Stored data entries:
★ ★ ★
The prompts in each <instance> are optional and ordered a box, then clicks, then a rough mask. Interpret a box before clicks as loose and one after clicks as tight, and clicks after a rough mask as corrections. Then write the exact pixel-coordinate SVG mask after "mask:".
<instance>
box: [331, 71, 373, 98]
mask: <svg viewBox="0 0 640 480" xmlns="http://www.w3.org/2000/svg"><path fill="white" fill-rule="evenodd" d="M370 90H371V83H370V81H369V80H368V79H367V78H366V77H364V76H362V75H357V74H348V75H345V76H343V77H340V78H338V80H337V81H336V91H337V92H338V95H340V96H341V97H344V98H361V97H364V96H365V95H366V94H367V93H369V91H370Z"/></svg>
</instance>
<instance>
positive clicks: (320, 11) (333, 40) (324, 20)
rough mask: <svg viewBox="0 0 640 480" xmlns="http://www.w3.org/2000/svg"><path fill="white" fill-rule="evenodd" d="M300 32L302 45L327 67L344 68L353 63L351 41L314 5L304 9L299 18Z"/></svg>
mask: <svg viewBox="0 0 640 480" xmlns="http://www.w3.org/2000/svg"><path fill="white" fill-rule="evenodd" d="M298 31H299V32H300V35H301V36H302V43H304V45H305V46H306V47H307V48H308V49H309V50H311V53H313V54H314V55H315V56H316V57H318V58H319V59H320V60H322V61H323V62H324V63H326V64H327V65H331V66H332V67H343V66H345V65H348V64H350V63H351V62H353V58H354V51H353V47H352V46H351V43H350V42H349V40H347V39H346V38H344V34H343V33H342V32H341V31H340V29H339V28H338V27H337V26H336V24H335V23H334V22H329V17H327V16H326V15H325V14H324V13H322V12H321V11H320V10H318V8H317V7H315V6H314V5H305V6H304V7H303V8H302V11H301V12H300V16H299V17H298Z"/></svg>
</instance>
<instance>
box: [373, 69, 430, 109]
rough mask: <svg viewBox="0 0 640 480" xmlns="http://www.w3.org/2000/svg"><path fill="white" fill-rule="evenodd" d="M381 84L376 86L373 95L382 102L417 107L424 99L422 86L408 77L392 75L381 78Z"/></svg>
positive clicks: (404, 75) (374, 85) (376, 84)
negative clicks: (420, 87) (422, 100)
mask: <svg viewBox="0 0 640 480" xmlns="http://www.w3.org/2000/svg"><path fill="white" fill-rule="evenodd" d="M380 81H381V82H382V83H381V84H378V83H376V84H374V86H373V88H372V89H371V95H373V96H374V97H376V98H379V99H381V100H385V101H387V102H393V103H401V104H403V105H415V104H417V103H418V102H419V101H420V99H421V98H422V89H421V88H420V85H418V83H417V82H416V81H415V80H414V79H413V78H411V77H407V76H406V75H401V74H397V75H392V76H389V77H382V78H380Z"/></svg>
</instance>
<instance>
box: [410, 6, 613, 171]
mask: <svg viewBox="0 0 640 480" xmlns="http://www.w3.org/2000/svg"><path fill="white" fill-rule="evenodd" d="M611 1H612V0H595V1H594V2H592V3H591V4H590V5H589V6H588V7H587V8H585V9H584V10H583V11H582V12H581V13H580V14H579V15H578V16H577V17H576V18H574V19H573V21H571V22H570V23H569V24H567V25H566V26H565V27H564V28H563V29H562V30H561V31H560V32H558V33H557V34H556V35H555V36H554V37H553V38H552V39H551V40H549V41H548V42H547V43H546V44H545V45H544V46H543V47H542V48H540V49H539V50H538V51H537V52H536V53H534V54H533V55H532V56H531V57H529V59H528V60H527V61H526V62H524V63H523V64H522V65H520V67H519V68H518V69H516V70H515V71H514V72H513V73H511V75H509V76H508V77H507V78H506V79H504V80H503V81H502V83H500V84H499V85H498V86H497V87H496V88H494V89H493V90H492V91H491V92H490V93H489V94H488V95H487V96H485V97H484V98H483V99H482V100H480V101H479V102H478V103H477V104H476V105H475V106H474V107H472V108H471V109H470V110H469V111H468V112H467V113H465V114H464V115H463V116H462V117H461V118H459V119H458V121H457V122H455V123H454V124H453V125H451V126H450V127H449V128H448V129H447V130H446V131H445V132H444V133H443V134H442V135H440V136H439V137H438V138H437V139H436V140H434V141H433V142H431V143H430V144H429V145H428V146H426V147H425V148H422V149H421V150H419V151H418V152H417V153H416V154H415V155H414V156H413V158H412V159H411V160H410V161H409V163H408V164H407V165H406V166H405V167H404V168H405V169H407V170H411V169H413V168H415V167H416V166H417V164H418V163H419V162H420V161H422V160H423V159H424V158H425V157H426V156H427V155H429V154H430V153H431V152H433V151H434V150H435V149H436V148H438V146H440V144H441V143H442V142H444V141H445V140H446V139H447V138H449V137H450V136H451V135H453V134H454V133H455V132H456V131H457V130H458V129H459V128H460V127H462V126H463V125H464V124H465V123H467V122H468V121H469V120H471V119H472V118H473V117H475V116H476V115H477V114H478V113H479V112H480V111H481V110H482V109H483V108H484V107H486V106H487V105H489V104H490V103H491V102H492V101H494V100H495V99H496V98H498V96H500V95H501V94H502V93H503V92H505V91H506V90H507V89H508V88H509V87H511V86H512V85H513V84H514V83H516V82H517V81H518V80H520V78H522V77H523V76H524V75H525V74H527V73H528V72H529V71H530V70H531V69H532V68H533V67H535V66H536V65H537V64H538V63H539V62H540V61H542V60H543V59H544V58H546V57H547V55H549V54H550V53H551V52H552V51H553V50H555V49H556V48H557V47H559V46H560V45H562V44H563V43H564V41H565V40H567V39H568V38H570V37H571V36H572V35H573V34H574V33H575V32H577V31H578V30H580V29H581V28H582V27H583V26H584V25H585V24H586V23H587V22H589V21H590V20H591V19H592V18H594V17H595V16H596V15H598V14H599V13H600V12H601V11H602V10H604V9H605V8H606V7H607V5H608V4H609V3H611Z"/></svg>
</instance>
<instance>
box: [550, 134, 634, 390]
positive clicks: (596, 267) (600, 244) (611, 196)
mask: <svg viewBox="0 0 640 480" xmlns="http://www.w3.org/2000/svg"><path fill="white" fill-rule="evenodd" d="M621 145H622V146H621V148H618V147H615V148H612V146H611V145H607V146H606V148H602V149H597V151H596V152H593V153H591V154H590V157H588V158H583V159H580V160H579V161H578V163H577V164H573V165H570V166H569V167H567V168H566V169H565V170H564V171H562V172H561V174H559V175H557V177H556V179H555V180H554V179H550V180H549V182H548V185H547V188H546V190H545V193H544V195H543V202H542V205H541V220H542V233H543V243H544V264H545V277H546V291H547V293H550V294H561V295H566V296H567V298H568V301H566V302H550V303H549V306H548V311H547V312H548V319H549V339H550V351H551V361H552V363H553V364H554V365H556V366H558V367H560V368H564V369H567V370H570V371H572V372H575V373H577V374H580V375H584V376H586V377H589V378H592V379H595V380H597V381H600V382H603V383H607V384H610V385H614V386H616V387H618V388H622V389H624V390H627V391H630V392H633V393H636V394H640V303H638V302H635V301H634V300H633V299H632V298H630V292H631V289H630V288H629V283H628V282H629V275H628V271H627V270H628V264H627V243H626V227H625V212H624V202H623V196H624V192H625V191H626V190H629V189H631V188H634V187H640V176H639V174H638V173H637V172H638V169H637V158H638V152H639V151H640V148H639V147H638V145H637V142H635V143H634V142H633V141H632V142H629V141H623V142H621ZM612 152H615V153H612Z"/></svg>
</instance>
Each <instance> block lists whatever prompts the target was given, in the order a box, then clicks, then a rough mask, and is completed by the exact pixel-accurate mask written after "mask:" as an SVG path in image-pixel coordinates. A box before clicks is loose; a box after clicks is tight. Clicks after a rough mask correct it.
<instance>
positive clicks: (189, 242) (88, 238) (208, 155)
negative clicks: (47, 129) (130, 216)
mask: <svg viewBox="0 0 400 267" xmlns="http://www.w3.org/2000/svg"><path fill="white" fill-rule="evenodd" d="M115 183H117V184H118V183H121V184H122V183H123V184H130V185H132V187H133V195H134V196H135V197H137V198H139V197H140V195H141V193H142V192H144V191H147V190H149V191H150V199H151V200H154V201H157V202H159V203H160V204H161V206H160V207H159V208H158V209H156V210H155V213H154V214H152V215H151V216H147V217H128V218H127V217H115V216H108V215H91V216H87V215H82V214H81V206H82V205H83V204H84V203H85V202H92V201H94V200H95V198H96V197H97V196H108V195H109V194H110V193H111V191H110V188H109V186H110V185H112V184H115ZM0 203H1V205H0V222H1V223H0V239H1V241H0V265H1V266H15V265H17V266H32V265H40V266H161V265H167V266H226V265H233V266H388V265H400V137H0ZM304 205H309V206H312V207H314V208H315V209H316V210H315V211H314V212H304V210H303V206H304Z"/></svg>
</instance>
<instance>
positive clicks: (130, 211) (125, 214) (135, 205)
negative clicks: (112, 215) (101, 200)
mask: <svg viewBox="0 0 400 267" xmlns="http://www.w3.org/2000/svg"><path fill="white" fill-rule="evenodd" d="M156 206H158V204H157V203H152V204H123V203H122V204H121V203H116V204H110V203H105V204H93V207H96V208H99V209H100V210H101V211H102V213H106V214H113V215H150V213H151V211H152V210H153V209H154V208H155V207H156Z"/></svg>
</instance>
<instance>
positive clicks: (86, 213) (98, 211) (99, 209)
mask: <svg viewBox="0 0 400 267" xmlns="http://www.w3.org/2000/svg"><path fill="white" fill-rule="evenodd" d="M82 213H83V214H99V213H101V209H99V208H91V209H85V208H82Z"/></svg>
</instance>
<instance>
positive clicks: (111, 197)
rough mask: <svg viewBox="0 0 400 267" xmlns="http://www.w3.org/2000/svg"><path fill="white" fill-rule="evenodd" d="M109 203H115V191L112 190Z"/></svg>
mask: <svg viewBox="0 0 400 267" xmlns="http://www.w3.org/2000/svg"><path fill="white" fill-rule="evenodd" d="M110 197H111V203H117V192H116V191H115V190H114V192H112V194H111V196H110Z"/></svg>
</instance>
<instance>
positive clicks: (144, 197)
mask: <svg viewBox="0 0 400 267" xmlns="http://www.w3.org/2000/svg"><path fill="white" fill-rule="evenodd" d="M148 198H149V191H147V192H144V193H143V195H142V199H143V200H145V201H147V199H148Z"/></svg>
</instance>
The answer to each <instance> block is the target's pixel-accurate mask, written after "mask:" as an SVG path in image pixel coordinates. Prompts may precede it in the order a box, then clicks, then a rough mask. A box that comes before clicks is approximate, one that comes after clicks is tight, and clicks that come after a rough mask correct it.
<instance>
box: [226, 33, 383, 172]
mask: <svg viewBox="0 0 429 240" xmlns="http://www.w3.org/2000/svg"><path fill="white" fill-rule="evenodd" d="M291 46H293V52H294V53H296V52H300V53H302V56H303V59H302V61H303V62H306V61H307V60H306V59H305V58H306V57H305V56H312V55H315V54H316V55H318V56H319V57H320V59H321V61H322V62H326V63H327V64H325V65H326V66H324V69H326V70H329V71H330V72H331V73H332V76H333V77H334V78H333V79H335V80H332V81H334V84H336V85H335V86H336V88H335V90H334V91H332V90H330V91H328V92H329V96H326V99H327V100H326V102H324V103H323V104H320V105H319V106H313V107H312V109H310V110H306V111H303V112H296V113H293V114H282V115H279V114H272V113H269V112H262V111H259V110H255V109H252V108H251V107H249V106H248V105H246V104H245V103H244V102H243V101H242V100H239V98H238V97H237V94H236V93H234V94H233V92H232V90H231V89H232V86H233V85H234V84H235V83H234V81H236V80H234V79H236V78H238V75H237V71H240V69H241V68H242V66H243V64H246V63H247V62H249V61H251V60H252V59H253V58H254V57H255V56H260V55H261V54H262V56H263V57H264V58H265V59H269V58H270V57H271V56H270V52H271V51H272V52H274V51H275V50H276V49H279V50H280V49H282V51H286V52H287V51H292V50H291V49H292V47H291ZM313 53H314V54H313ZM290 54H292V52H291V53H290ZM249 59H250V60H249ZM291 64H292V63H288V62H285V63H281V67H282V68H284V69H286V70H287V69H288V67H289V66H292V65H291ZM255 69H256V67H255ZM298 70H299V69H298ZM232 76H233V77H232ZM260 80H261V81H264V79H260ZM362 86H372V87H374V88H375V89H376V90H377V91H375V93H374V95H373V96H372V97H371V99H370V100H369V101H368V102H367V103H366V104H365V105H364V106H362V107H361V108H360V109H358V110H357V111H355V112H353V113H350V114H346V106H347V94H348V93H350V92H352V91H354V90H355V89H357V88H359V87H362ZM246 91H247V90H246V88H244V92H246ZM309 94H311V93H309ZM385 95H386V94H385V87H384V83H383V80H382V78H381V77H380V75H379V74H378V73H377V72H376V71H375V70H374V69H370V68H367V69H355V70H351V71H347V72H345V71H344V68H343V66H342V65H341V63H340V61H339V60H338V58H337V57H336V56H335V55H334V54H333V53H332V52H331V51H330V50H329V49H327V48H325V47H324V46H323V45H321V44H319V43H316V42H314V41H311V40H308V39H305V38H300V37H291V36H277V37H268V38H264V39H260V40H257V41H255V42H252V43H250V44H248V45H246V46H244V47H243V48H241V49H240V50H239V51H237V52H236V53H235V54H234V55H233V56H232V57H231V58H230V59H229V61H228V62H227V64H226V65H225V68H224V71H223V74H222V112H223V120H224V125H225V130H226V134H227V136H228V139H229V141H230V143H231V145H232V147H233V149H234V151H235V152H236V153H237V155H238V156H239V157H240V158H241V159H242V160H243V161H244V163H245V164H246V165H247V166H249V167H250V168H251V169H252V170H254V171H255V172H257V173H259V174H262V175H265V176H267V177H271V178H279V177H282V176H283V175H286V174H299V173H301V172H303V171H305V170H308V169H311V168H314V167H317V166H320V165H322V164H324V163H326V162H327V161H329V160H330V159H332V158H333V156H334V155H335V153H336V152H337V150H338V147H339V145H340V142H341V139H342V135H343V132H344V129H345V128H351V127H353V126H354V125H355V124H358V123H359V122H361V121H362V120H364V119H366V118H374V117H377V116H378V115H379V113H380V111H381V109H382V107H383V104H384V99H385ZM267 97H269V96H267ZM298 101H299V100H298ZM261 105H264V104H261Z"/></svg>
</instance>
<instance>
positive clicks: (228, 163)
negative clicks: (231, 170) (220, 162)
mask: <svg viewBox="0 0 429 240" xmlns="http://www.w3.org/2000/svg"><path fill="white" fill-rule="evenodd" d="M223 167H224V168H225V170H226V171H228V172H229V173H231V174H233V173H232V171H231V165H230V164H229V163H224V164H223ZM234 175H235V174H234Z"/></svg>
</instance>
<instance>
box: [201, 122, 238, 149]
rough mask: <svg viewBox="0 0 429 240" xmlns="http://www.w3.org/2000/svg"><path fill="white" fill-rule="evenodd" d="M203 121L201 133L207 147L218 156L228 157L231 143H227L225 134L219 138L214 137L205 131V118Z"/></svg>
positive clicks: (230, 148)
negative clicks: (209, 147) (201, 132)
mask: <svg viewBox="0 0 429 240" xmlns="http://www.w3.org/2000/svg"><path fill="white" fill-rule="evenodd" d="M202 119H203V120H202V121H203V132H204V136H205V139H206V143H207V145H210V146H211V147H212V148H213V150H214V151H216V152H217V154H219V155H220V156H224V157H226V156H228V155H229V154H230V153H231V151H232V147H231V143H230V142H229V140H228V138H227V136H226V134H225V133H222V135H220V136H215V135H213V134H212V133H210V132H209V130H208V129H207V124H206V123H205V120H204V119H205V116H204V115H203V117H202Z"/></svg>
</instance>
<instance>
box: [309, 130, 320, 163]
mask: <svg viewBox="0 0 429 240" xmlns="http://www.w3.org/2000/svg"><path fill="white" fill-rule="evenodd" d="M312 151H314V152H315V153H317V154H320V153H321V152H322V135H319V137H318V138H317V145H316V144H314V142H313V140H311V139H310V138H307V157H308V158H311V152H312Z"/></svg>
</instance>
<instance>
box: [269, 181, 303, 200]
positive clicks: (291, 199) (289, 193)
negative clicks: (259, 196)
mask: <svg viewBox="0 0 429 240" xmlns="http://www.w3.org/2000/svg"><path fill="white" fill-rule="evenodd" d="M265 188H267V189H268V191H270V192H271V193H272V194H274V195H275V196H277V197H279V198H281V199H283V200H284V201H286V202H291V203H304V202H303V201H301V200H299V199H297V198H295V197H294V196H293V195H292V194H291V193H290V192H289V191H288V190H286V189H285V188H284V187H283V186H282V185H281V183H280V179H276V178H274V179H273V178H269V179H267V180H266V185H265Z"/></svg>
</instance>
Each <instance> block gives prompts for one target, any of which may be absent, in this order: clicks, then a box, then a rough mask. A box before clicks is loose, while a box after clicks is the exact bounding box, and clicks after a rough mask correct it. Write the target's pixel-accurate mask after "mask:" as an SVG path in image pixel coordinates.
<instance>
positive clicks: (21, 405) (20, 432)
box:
★ ★ ★
YOUR OBJECTIVE: Within the records above, count the lines that hold the word "written" and give only that number.

EXERCISE OUTPUT: 2